Task to carry out. Reproduce each line of the entries below word for word, omitting the pictures.

Dataset content.

☆ ☆ ☆

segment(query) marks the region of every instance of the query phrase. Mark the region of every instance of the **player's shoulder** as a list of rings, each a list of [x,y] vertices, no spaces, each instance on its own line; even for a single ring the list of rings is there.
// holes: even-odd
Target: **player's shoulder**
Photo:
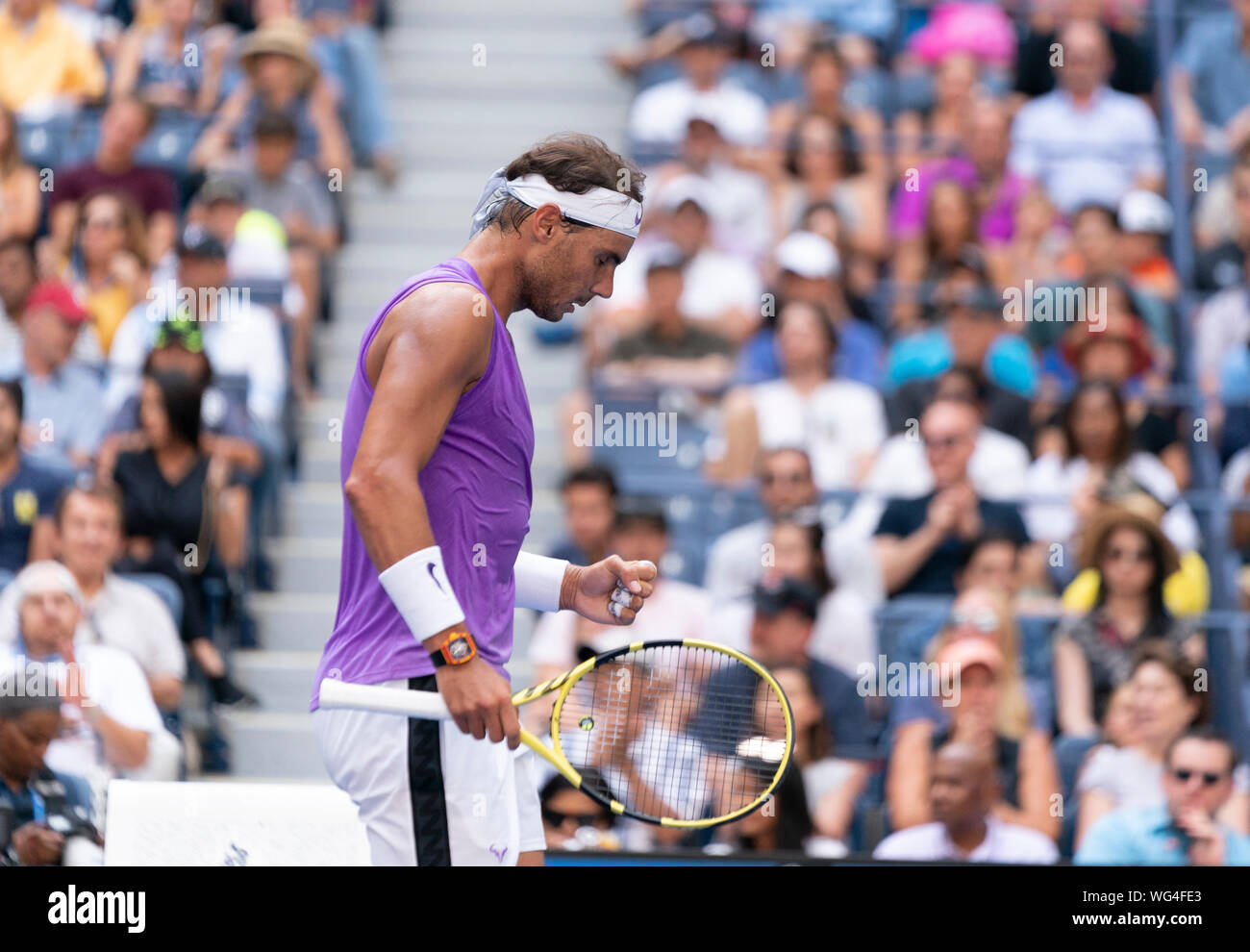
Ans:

☆ ☆ ☆

Answer below.
segment(query) marks the region of every instance of the query phrase. Mark the region of every instance of the **player's shoulder** as a list of rings, each a list of [x,y] vertices, no spaces, each instance on its own line; even for a single ring the list of rings is there.
// holes: even-odd
Target: **player's shoulder**
Photo:
Ans:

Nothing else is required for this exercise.